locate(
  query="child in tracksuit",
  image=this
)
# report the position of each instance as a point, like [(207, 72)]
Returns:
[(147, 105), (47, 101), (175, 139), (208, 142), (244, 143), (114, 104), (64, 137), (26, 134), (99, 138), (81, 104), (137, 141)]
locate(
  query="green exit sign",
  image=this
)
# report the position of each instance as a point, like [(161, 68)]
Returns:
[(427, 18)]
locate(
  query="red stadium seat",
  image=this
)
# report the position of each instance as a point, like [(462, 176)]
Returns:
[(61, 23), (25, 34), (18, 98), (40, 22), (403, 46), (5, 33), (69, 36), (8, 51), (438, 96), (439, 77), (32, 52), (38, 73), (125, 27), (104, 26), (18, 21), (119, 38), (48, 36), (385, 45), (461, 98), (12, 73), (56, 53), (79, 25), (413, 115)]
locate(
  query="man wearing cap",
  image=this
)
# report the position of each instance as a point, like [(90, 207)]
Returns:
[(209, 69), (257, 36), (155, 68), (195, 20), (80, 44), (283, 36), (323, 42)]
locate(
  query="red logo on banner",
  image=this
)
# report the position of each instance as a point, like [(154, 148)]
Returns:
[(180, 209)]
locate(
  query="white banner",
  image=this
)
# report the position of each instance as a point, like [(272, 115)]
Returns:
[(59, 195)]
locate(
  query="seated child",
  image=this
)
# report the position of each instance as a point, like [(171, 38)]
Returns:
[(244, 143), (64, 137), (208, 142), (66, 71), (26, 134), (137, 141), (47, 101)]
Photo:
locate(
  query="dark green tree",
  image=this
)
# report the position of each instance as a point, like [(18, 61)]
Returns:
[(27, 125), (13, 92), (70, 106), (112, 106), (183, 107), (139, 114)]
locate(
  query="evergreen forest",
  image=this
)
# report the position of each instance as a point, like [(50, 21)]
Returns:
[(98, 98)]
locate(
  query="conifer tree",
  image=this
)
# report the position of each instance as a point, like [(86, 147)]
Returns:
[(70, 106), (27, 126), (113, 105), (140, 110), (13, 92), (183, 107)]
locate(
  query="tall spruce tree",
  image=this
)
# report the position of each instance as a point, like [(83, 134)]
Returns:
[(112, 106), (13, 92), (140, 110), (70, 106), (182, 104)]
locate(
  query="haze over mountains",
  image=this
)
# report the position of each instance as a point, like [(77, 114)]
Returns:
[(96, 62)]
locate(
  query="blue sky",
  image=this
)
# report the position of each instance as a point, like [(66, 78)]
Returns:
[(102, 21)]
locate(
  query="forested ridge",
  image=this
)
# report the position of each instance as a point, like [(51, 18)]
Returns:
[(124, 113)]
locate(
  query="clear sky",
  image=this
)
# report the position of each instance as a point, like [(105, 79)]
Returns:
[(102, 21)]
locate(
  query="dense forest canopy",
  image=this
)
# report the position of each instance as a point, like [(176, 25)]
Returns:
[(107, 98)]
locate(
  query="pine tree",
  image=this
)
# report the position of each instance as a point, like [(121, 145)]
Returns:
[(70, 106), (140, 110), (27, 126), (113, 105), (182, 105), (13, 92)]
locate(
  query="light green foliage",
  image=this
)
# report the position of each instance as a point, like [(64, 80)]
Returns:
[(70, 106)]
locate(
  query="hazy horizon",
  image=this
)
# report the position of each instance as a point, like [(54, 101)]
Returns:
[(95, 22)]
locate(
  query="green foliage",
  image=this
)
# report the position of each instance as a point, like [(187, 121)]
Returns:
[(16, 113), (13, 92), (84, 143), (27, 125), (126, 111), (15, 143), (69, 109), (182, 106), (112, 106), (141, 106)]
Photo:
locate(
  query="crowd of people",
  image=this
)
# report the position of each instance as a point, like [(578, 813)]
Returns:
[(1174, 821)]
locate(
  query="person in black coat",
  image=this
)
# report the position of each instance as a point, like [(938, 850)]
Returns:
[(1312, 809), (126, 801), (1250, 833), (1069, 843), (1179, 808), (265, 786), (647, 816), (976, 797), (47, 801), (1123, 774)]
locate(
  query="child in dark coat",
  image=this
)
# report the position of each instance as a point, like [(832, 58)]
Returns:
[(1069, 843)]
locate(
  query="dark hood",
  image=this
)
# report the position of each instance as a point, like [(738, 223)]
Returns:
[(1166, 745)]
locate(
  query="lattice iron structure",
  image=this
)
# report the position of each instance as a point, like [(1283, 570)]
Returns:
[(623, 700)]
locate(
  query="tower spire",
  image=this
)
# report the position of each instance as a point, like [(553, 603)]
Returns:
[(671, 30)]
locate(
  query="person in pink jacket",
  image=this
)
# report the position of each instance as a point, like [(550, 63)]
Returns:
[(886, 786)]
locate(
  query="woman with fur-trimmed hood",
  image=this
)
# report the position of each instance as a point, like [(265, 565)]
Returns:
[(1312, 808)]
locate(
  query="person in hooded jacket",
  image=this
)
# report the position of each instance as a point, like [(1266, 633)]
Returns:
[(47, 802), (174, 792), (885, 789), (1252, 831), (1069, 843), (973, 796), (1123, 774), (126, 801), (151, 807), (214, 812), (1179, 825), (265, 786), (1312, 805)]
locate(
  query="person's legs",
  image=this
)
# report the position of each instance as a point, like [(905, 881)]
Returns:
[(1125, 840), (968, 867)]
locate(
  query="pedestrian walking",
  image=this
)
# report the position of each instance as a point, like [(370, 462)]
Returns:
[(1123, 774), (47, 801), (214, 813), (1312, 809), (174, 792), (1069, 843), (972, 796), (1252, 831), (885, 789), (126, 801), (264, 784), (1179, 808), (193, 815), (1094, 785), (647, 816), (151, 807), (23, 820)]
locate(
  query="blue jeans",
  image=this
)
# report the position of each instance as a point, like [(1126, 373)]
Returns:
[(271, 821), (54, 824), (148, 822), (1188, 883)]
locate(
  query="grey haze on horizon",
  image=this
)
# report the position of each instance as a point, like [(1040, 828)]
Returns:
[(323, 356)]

> _WRITTEN INSTRUCTION_
Every entry must be retyped in full, exactly as given.

> _REPLY_
locate(
  query="child in tracksuit",
  image=this
)
# report the position of each instance as a point, like [(207, 72)]
Returns:
[(147, 105), (47, 101), (175, 139), (208, 142), (244, 143), (114, 104), (64, 137), (26, 134), (99, 138), (81, 104), (137, 141)]
locate(
  query="green exit sign",
  image=this
)
# report the position of each instance as a point, like [(161, 68)]
Returns:
[(427, 18)]
locate(
  query="red stadium seat",
  image=this
)
# report the position of each instance as a point, like [(462, 176)]
Returns:
[(61, 23), (25, 34), (18, 98), (40, 22), (403, 46), (5, 33), (69, 36), (8, 51), (438, 96), (439, 77), (32, 52), (38, 73), (125, 27), (104, 26), (18, 21), (119, 38), (48, 36), (385, 45), (461, 98), (12, 73), (56, 53), (79, 25), (413, 115)]
locate(
  query="man wearing cap",
  image=this
)
# report the position of each instance as a point, like [(90, 207)]
Returns:
[(209, 69), (257, 36), (155, 68), (195, 20), (80, 44), (283, 36), (323, 42)]
locate(
  query="red logo on banner",
  image=this
)
# report the position of each instance as a point, like [(154, 148)]
Returns:
[(180, 209)]
locate(
  query="white banner",
  image=this
)
# report the position of each instance as a point, like [(272, 115)]
Returns:
[(59, 195)]
locate(
  query="seated child",
  image=this
)
# report the position of each instance as a point, like [(171, 38)]
Returns:
[(244, 143), (64, 137), (208, 142), (66, 71), (26, 134), (137, 141), (47, 101)]
Photo:
locate(
  query="dark green tree",
  image=this
)
# report the position of each instance as a point, like [(18, 61)]
Returns:
[(27, 125), (13, 92), (70, 106), (112, 106), (183, 107), (139, 114)]
locate(
  query="evergreen forest",
  image=this
)
# report the position of each instance as a point, like [(50, 21)]
Returns:
[(98, 98)]
locate(
  query="conifer tree",
  image=this
)
# report the position of each instance as a point, like [(86, 147)]
Returns:
[(70, 106), (27, 126), (113, 105), (140, 110), (13, 92), (183, 107)]
locate(
  query="tall spruce tree",
  image=this
)
# report the position of each instance as a point, like [(83, 134)]
Returns:
[(112, 106), (13, 92), (140, 110), (70, 106), (182, 104)]
locate(
  query="haze over mountains",
  image=this
)
# report the position of each instance as a point, like [(77, 114)]
Returns:
[(96, 62)]
locate(
  query="blue sky",
  image=this
)
# report the position of each instance as a point, like [(66, 78)]
Returns:
[(102, 21)]
locate(
  query="forested ridge",
  image=this
)
# report the position of each instance as a point, like [(51, 18)]
Returns:
[(124, 113)]
locate(
  query="clear sky",
  image=this
)
# report the position of each instance as a point, like [(105, 79)]
Returns:
[(102, 21)]
locate(
  query="dense forest canopy",
  image=this
)
# report the position of each instance as a point, like [(176, 25)]
Returns:
[(107, 98)]
locate(
  query="pine tree",
  image=this
)
# report the position of each instance as a point, like [(121, 145)]
Returns:
[(70, 106), (140, 110), (27, 126), (113, 105), (182, 105), (13, 92)]
locate(
  query="light green foliage",
  image=this
)
# report the position of each instance as a point, like [(64, 80)]
Returns:
[(70, 106)]
locate(
  query="hazy horizon",
  image=this
)
# report the position of each instance as a point, like [(54, 101)]
Returns:
[(95, 22)]
locate(
  query="green foliage",
  image=this
)
# report the position of each instance as a point, like [(187, 121)]
Returns:
[(16, 113), (13, 92), (84, 143), (27, 125), (126, 111), (15, 143), (69, 109), (182, 106), (112, 106), (141, 106)]
Photo:
locate(
  query="crowd of people",
  image=this
)
# report the position of each instance as a point, like [(578, 813)]
Returns:
[(1174, 821)]
locate(
  query="person in black coat",
  image=this
)
# report the position of each instance as a point, like [(938, 850)]
Returns:
[(1312, 809), (126, 801), (1250, 833), (1069, 843), (1179, 808), (265, 786), (647, 816), (976, 797), (47, 801), (1123, 774)]
locate(
  query="child in dark coat",
  image=this
)
# report the position of each instance as a point, like [(832, 58)]
Returns:
[(1069, 843)]
locate(
  query="dark hood",
  image=this
)
# report the position of each instance as a point, like [(738, 223)]
Returns:
[(1166, 745)]
locate(
  query="lattice iron structure",
  image=this
)
# report the position of each instance as a point, like [(1283, 570)]
Returns:
[(623, 700)]
locate(
  query="tower spire",
  image=this
)
# report the position of each instance as a point, like [(553, 603)]
Returns:
[(671, 30)]
locate(
  query="person in pink jacket",
  image=this
)
# report the position of each instance as a point, like [(550, 63)]
Returns:
[(886, 786)]
locate(
  query="woman with fur-trimmed hood",
  image=this
)
# report the position of each instance as a point, like [(265, 565)]
Returns:
[(1312, 808)]
locate(
  query="person in hooded jacket",
  image=this
)
# report the position of each instance as a point, like [(1266, 633)]
Returns:
[(47, 802), (174, 792), (885, 789), (1252, 831), (1069, 843), (973, 796), (1123, 774), (126, 801), (151, 807), (214, 812), (1179, 825), (265, 786), (1312, 805)]
locate(
  query="person's legs",
  image=this
)
# report the position of each instance as a point, like [(905, 881)]
Returns:
[(1125, 840), (968, 867)]
locate(
  query="pedestrian walking",
  image=this
)
# report the position of each instance as a point, like [(370, 462)]
Returns:
[(1123, 774), (47, 801), (214, 813), (1312, 809), (174, 792), (1069, 843), (972, 796), (1252, 831), (885, 789), (126, 801), (264, 784), (1179, 808), (193, 815), (1094, 785), (647, 816), (151, 807), (23, 820)]
locate(
  query="blue jeans",
  image=this
)
# report the position of each instance as a point, like [(1126, 373)]
Returns:
[(271, 821), (54, 824), (148, 822), (1188, 883)]
locate(
  query="grey haze on horizon",
  image=this
)
# report the position of each instance as a point, like [(1040, 828)]
Returns:
[(323, 356)]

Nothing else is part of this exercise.